What to do:
Retype the entries below word for word, leaving none out.

Records provided:
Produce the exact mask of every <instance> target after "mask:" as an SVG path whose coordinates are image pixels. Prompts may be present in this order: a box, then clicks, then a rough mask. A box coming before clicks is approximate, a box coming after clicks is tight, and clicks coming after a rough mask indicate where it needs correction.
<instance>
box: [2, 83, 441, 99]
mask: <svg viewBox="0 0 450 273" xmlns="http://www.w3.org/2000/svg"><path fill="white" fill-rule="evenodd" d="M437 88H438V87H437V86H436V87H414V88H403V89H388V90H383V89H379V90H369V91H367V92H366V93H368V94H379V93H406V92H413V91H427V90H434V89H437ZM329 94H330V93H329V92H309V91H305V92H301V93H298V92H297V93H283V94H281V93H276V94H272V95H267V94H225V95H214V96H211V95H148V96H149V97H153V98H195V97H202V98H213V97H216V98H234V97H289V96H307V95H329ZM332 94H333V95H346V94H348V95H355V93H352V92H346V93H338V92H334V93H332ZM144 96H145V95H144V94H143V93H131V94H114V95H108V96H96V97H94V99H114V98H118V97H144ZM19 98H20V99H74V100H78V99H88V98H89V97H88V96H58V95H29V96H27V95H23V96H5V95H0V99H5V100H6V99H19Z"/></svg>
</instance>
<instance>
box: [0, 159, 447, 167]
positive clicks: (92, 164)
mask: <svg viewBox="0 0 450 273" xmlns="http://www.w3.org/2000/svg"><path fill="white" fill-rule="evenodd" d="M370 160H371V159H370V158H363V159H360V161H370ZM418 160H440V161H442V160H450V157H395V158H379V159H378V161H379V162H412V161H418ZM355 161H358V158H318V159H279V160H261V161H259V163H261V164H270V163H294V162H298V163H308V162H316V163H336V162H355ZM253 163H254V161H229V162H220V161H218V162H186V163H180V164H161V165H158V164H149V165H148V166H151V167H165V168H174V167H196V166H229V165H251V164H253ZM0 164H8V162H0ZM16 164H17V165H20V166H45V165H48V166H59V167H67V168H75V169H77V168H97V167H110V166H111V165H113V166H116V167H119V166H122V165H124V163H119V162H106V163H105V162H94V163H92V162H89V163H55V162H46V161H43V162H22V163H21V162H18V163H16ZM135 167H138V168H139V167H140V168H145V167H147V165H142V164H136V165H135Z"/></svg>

Answer for the task:
Produce the exact mask of every <instance> target after "mask:" as an SVG path whose coordinates are image pixels. Prompts may be present in this order: a box, then clicks, then a rough mask. A box coming before clicks is approximate, a box coming after clicks is tight, and clicks coming after a rough mask indicate where it needs correction.
<instance>
box: [2, 83, 441, 99]
mask: <svg viewBox="0 0 450 273" xmlns="http://www.w3.org/2000/svg"><path fill="white" fill-rule="evenodd" d="M437 88H438V87H437V86H436V87H414V88H403V89H388V90H383V89H379V90H369V91H367V92H366V93H368V94H379V93H406V92H413V91H427V90H434V89H437ZM329 94H330V93H329V92H309V91H305V92H301V93H298V92H297V93H283V94H281V93H276V94H272V95H267V94H225V95H214V96H211V95H148V96H149V97H153V98H195V97H202V98H213V97H216V98H234V97H289V96H307V95H329ZM332 94H333V95H346V94H348V95H355V93H352V92H346V93H338V92H334V93H332ZM144 96H145V95H144V94H143V93H131V94H114V95H108V96H96V97H94V99H114V98H118V97H144ZM19 98H20V99H74V100H78V99H88V98H89V97H88V96H58V95H29V96H27V95H23V96H5V95H0V99H5V100H6V99H19Z"/></svg>
</instance>
<instance>
box: [0, 159, 447, 167]
positive clicks: (92, 164)
mask: <svg viewBox="0 0 450 273" xmlns="http://www.w3.org/2000/svg"><path fill="white" fill-rule="evenodd" d="M370 160H371V159H370V158H363V159H360V161H370ZM418 160H440V161H442V160H450V157H395V158H379V159H378V161H379V162H412V161H418ZM355 161H358V158H318V159H279V160H261V161H259V163H261V164H270V163H294V162H298V163H308V162H316V163H336V162H355ZM253 163H254V161H229V162H220V161H218V162H186V163H180V164H161V165H158V164H149V165H148V166H151V167H165V168H174V167H196V166H229V165H251V164H253ZM0 164H8V162H0ZM16 164H17V165H20V166H45V165H48V166H59V167H67V168H75V169H77V168H97V167H110V166H111V165H113V166H116V167H119V166H122V165H124V163H119V162H106V163H105V162H94V163H92V162H89V163H55V162H46V161H43V162H22V163H21V162H18V163H16ZM135 167H138V168H139V167H140V168H145V167H147V165H142V164H136V165H135Z"/></svg>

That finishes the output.